Text segment:
Understanding India’s Demographic Dividend

Saptarshi Nag

Demographic dividends occur in countries that see declines in both fertility and mortality rates. A country that experiences low birth rates in conjunction with low death rates receives an economic dividend or benefit from the increase in productivity of the working population that ensues. As fewer births are registered, the number of young dependents grows smaller relative to the working population. With fewer people to support and more people in the labour force, an economy’s resources are freed up and invested in other areas to accelerate a country’s economic development and the future prosperity of its populace.

To receive a demographic dividend, a country must go through a demographic transition where it switches from a largely rural agrarian economy with high fertility and mortality rates to an urban industrial society characterized by low fertility and mortality rates. In the initial stages of this transition, fertility rates fall, leading to a labour force that is temporarily growing faster than the population dependent on it. All else being equal, per capita income grows more rapidly during this time too. This economic benefit is the first dividend received by a country that has gone through the demographic transition.

There are four main areas where a country can find demographic dividends:

Savings: During the demographic period, personal savings grow and can be used to stimulate the economy.

Labor supply: More workers are added to the labour force, including more women.

Human capital: With fewer births, parents are able to allocate more resources per child, leading to better educational and health outcomes.

Economic growth: GDP per capita is increased due to a decrease in the dependency ratio.

According to United Nations Population Fund (UNFPA), demographic dividend means, “the economic growth potential that can result from shifts in a population’s age structure, mainly when the share of the working-age population (15 to 64) is larger than the non-working-age share of the population (14 and younger, and 65 and older)”.

The tasks:
(1) Copy out the records word for word, starting at the line that contains "out the smiling" and ending at the last line of the records.
(2) Write the next part of the text on India's demographic dividend, picking up after its final sentence.

Data provided:
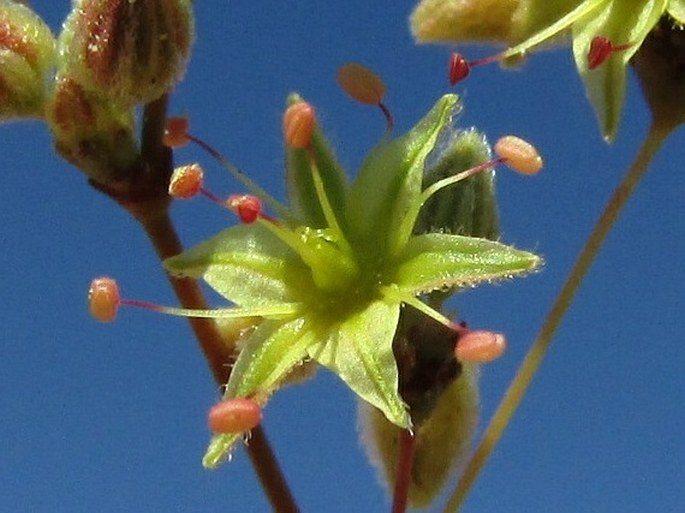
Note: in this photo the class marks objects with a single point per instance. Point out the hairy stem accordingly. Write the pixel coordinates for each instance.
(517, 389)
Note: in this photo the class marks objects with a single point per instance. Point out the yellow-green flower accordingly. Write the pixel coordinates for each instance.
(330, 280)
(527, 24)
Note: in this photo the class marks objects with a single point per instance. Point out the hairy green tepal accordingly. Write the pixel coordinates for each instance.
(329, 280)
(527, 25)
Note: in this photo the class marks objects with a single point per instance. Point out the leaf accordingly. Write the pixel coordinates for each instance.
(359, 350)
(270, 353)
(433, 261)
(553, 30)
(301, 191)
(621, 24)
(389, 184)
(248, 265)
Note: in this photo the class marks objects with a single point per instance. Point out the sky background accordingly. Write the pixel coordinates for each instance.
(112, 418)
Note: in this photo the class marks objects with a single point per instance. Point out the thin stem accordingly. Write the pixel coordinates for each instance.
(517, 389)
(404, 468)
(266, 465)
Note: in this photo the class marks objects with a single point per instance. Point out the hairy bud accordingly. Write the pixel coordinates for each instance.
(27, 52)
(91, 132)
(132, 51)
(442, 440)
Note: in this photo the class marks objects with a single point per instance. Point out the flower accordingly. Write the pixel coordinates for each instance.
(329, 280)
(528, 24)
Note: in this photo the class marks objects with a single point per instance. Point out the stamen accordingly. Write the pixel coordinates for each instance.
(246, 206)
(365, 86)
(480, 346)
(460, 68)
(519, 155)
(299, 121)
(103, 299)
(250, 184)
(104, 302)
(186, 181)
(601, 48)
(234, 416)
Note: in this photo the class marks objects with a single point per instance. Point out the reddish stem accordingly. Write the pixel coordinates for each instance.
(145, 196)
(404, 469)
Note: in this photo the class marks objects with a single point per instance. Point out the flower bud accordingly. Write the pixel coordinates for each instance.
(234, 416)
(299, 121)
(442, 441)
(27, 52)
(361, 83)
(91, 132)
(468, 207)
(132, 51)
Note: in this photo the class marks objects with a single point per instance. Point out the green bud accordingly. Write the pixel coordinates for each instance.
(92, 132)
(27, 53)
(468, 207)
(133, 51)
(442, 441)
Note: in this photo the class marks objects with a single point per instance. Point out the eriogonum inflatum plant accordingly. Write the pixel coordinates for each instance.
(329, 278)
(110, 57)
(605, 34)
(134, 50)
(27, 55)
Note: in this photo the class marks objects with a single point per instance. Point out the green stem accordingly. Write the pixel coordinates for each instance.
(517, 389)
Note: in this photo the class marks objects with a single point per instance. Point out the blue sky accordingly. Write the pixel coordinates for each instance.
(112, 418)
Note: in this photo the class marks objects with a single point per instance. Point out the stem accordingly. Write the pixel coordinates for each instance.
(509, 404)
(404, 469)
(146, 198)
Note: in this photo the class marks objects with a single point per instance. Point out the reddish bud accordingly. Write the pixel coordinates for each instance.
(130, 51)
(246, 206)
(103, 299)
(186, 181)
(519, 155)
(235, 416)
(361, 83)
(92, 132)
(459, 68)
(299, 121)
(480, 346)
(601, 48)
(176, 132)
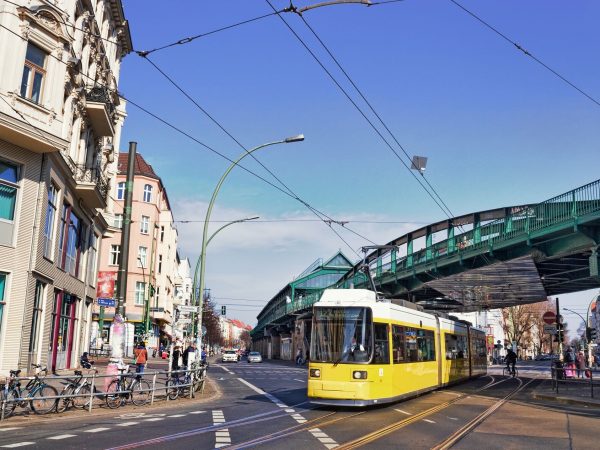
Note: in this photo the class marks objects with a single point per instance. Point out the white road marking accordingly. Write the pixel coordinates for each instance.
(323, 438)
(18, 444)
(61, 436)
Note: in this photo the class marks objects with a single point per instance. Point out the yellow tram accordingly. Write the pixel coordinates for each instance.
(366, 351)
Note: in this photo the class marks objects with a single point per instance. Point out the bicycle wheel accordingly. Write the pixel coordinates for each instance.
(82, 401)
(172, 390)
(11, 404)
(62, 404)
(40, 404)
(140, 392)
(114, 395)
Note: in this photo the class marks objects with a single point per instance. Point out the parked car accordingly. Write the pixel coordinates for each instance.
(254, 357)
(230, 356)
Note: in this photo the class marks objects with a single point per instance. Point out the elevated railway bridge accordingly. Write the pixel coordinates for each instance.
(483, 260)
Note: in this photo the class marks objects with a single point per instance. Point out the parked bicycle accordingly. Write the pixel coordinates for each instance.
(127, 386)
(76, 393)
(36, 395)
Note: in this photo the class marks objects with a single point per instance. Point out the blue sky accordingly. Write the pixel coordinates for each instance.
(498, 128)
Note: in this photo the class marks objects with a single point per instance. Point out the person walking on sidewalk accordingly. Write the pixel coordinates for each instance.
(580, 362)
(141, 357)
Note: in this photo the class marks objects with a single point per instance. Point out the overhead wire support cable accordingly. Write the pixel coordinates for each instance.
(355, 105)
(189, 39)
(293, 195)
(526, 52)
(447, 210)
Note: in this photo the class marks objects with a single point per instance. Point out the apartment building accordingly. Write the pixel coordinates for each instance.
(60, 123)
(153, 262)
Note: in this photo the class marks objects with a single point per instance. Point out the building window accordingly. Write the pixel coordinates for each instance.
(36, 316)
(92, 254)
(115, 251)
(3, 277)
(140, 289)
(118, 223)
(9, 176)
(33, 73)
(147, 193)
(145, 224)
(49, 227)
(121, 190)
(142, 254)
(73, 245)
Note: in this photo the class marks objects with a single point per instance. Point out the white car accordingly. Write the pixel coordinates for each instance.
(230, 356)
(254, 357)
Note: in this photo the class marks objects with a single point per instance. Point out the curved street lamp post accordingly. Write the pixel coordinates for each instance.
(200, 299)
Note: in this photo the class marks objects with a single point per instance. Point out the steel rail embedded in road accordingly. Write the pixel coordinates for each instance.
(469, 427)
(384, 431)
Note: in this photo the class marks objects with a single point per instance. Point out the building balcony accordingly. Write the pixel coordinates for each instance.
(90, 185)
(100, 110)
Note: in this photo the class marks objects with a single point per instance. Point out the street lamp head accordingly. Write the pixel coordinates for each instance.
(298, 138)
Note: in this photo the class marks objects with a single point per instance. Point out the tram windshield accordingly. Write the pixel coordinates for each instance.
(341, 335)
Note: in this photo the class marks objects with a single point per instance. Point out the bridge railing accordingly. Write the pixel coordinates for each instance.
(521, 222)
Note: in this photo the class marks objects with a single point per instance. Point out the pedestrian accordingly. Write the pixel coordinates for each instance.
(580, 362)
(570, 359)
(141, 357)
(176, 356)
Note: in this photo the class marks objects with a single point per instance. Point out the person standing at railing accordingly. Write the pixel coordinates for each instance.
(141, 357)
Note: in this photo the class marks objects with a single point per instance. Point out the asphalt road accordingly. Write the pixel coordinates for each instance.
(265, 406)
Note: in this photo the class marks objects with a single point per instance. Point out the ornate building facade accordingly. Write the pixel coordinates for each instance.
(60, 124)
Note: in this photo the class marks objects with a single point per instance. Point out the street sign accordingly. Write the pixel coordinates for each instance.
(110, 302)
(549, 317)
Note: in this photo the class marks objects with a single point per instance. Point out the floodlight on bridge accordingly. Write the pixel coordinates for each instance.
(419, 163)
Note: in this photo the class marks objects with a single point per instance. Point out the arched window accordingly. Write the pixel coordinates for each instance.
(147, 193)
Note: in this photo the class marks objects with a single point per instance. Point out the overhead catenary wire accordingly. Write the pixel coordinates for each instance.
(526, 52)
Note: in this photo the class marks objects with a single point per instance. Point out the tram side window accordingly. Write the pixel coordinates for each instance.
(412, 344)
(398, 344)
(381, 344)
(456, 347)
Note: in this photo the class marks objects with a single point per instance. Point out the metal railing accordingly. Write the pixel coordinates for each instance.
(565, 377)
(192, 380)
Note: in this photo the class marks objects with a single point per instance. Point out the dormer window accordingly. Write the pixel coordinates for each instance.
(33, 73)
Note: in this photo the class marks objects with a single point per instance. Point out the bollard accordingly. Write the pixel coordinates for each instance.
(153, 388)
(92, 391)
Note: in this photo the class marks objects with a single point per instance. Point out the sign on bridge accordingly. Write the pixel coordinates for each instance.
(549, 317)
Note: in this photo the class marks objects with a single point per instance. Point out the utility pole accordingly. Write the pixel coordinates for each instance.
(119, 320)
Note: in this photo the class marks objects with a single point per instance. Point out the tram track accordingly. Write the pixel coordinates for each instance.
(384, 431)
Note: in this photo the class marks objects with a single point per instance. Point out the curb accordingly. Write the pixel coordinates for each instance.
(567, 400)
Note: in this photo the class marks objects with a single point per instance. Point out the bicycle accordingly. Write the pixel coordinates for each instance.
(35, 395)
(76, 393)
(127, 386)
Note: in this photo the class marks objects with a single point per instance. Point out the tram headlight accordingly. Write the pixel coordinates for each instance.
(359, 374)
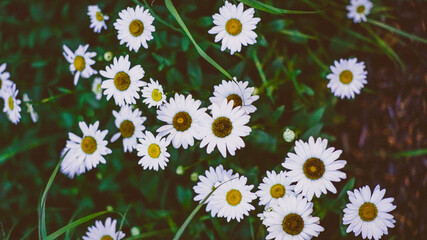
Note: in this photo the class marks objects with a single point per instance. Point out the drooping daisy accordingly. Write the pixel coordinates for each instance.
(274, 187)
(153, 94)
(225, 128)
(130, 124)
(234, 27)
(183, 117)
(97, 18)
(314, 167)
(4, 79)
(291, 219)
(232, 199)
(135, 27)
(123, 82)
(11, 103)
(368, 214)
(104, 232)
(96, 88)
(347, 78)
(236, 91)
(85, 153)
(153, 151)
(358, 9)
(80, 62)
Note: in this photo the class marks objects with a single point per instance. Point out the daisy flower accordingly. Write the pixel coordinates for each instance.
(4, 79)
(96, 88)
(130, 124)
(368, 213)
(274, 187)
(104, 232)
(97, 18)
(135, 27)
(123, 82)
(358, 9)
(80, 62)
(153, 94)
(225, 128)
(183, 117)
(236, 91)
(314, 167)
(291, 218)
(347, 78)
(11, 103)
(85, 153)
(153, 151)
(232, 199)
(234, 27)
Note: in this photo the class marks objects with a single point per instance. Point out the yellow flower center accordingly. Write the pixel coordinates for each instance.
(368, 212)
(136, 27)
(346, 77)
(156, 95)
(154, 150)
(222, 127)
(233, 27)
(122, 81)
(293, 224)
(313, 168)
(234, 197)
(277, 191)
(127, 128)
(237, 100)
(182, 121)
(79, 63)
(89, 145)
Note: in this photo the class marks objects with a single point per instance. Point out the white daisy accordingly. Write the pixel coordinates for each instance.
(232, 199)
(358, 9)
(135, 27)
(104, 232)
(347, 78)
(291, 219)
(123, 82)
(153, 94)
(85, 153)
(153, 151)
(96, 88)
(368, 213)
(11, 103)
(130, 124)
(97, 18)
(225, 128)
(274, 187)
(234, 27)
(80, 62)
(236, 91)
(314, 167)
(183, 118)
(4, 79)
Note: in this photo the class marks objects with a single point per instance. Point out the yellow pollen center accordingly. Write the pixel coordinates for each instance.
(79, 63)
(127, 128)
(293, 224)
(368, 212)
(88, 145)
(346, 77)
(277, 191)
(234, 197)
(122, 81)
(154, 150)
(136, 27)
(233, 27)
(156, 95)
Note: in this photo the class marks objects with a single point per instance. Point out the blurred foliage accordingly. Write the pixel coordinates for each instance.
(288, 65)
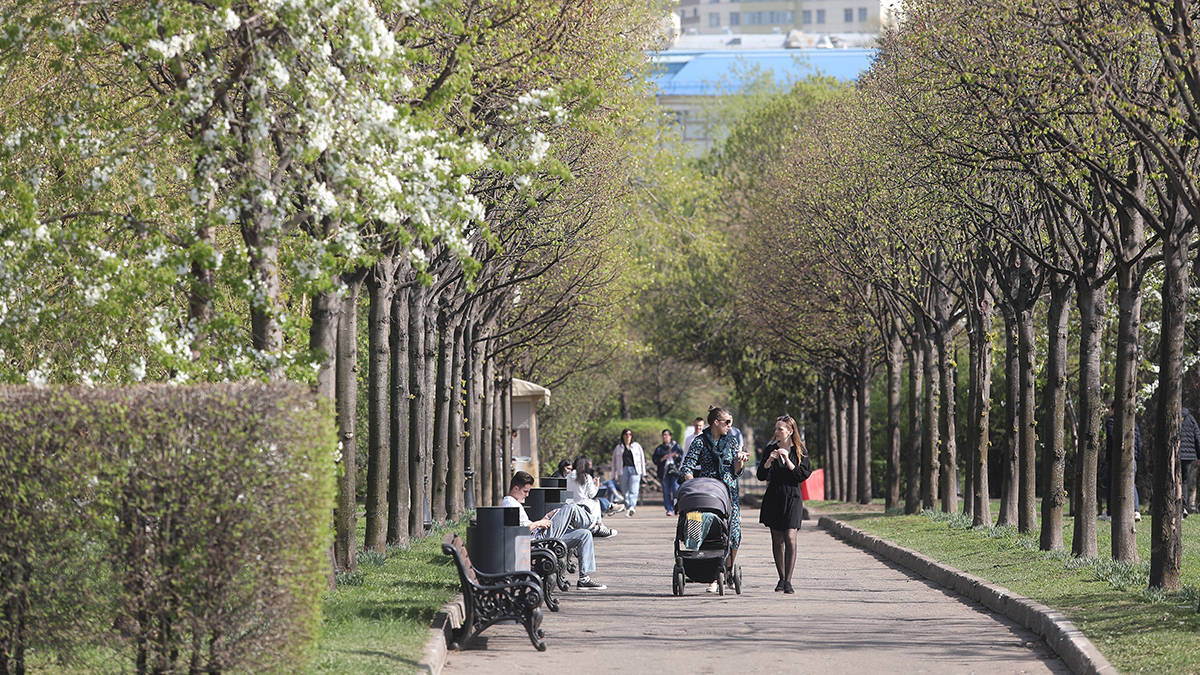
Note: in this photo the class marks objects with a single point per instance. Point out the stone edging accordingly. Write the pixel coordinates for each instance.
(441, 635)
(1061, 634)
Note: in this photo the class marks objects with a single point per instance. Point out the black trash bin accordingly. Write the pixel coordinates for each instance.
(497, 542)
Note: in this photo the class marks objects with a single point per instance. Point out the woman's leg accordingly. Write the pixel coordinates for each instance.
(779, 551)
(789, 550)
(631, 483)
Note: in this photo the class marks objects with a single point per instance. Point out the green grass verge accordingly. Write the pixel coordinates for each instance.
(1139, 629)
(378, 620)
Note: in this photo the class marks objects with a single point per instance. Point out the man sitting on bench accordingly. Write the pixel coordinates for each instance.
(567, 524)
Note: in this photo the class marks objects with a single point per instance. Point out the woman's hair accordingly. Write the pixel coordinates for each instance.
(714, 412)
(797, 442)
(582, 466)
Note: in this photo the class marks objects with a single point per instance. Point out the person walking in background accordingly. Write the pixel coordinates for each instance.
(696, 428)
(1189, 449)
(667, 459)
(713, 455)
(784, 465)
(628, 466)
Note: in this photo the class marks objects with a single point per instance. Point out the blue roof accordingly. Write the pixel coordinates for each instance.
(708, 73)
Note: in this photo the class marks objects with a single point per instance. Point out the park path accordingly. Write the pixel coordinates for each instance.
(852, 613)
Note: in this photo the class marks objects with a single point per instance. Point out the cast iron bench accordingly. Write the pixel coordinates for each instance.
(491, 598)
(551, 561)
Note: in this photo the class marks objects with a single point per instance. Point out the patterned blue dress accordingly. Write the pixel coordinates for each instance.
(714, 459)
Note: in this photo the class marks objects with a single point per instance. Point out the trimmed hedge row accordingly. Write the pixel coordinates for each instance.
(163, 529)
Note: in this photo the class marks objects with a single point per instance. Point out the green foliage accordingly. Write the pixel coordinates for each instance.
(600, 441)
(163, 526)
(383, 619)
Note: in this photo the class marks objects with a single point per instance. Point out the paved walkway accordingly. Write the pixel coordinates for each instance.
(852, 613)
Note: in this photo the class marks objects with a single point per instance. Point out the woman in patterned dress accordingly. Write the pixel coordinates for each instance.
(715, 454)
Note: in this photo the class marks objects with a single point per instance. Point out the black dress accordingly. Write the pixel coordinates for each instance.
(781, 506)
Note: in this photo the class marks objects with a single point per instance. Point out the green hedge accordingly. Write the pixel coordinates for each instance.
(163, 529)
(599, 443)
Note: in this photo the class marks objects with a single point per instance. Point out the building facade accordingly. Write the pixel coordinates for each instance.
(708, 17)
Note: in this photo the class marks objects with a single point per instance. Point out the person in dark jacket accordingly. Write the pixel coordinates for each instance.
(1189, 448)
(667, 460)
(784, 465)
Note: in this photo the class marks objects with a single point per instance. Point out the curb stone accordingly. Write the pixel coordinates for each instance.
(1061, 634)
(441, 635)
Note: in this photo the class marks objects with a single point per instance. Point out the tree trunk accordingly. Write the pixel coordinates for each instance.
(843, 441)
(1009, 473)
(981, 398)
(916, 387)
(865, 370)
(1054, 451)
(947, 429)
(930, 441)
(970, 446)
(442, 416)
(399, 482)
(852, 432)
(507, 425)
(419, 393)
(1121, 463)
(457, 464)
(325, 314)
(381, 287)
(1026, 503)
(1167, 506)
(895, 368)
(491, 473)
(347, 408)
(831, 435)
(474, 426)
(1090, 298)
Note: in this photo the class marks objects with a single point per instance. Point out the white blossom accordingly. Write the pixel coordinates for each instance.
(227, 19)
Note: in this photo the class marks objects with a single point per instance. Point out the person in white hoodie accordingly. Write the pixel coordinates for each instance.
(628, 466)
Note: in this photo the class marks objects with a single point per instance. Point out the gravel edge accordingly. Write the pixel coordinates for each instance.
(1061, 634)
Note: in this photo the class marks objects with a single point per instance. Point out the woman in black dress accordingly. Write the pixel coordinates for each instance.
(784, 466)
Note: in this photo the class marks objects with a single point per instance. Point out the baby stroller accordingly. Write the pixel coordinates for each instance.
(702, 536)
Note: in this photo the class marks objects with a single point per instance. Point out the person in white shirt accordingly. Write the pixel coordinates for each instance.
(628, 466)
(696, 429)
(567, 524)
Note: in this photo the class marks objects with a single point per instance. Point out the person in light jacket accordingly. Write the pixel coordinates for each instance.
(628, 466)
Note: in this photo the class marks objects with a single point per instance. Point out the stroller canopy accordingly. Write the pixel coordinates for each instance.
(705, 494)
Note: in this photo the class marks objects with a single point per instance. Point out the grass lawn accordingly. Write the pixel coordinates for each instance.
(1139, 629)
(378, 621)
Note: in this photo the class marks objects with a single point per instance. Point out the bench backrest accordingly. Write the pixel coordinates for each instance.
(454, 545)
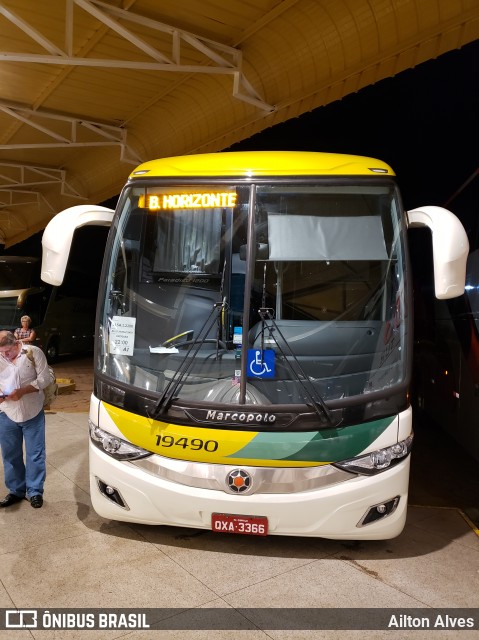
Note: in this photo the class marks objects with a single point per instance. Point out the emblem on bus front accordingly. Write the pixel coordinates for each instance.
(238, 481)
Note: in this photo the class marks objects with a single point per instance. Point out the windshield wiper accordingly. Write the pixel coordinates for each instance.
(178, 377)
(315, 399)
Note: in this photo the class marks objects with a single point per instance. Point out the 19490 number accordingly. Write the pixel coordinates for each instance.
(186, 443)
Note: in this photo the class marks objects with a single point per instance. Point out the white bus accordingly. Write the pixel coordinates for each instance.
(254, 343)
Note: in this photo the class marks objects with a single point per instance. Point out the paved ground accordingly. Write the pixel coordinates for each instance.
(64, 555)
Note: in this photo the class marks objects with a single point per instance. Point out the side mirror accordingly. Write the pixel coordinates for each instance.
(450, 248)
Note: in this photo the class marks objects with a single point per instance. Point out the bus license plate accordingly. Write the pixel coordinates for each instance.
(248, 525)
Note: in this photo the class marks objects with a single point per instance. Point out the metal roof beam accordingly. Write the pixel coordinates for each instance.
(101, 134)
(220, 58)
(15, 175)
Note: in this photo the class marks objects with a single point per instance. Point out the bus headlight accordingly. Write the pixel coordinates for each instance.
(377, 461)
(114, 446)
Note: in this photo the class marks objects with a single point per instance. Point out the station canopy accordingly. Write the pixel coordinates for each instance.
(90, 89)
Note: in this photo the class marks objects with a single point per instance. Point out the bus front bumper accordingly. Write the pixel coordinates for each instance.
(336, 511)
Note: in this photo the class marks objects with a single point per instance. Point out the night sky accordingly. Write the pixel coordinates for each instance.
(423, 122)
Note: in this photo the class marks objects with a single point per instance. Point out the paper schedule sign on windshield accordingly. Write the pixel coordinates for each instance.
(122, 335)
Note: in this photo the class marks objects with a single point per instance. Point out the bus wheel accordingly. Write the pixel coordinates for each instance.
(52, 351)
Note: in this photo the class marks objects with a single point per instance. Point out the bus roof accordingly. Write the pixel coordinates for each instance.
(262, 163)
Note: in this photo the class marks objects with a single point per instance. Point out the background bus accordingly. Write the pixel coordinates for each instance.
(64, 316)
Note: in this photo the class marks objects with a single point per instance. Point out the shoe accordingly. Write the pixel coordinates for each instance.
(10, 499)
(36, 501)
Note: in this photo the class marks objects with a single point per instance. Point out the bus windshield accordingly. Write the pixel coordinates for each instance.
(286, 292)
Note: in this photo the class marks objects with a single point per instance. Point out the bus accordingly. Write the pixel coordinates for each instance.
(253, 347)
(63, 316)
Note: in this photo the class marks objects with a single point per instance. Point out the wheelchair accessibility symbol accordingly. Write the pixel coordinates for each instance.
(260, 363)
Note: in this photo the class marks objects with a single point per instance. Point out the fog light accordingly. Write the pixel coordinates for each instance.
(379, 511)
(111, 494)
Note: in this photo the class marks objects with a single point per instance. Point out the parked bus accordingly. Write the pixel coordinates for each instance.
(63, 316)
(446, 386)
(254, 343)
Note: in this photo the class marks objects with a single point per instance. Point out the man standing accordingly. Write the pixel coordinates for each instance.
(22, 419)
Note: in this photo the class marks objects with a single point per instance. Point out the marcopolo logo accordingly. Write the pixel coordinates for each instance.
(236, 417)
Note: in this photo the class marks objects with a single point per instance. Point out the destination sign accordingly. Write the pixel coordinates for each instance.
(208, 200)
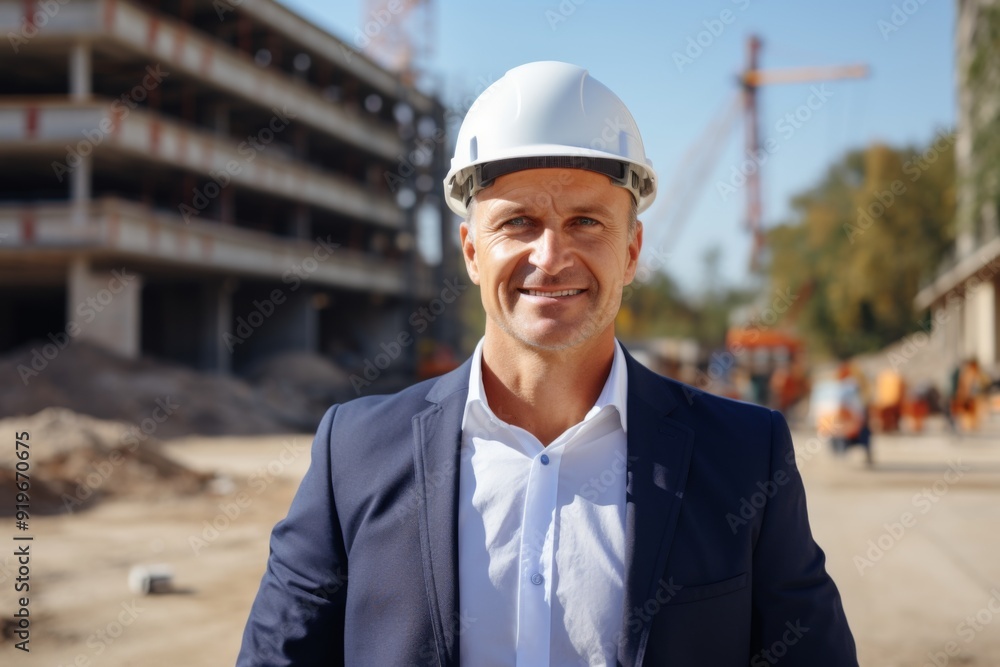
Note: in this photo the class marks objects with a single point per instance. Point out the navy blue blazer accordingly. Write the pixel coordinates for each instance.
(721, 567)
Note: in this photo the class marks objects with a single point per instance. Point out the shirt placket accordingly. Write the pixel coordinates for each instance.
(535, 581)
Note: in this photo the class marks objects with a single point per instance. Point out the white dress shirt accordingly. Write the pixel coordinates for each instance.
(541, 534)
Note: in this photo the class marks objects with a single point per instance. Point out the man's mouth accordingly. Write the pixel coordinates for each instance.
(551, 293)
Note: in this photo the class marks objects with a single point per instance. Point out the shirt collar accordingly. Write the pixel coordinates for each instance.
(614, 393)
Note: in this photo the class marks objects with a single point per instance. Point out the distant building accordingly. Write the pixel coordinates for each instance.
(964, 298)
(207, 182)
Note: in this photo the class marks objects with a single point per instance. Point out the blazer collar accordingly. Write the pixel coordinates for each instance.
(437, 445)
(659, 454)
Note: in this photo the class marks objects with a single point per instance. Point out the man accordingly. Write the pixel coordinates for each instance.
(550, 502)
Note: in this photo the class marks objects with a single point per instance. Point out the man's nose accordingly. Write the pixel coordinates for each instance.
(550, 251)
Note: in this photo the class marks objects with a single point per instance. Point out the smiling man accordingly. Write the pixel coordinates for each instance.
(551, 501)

Answers to each task:
(1)
Note: in this photo the class marks objects with a single point per instance. Point out the smiling man accordingly. Write the pixel coordinates for each instance.
(551, 501)

(2)
Where the world economies are struggling with declining birth rates, tight labour markets and an ageing population, India is standing at the cusp of an unprecedented opportunity—all thanks to its demographic. With the world’s largest youth population1 with the median age of 28.4 years, India is not only strengthening its competitive advantage but also setting trends in consumer and discretionary spending. India will have 1.04 billion working age persons by 2030, highest of any large economy.

So, what is a youth? As defined by the National Youth Policy, the population in the age group of 18-29 years is considered youth. India has over 371.4 million youth, as per 2021 census projections, making up for approximately 27% of the total population.

Imagine a country where half of the population is in its prime working years. Here, innovation meets ambition as the youthful workforce is poised to redefine global growth. That’s India for you.

More than four in 10 people in India are under 25 years old. For investors seeking expansion opportunities, this offers a substantial pool of potential workers across various industries, including technology, manufacturing and services.

A young population can help India’s economic growth and innovation since it represents a larger workforce with the potential for improved productivity and increased consumer demand. India’s demographics offer various advantages for investors, notably among which are:

A trained workforce boosts economic prosperity with the potential to boost economic output, innovation and productivity in the nation.

A rising young population increases demand for products and services, driving economic activity.

A young population that openly embraces technology breakthroughs and invests in digital infrastructure can help India overcome development challenges and become a global technological leader.

Investments in infrastructure, especially in metropolitan and rural areas, are crucial to tapping and promoting the potential for productivity and economic growth among the nation’s youth.

India’s booming IT and BPO services export story is a testament to its ability to capitalise on demographic advantages. It has the largest pool of English-speaking science, technology, engineering and mathematics (STEM) graduates of an estimated two million. Thereby providing a competitive edge over other regions. The nation will have nearly 18 million STEM graduates by 2027, a sign of India’s growing influence in the science and tech sector. According to the All-India Higher Education survey, women constituted 42.6% of total STEM graduates in 2021-22, which makes a compelling argument for inclusive development and gender equality. Although we have a substantial pool of female STEM graduates, it remains underutilised mainly because women either do not join the mainstream workforce or drop out early in this field. This presents an opportunity not only for the government and policymakers but also for investors to foster equitable growth.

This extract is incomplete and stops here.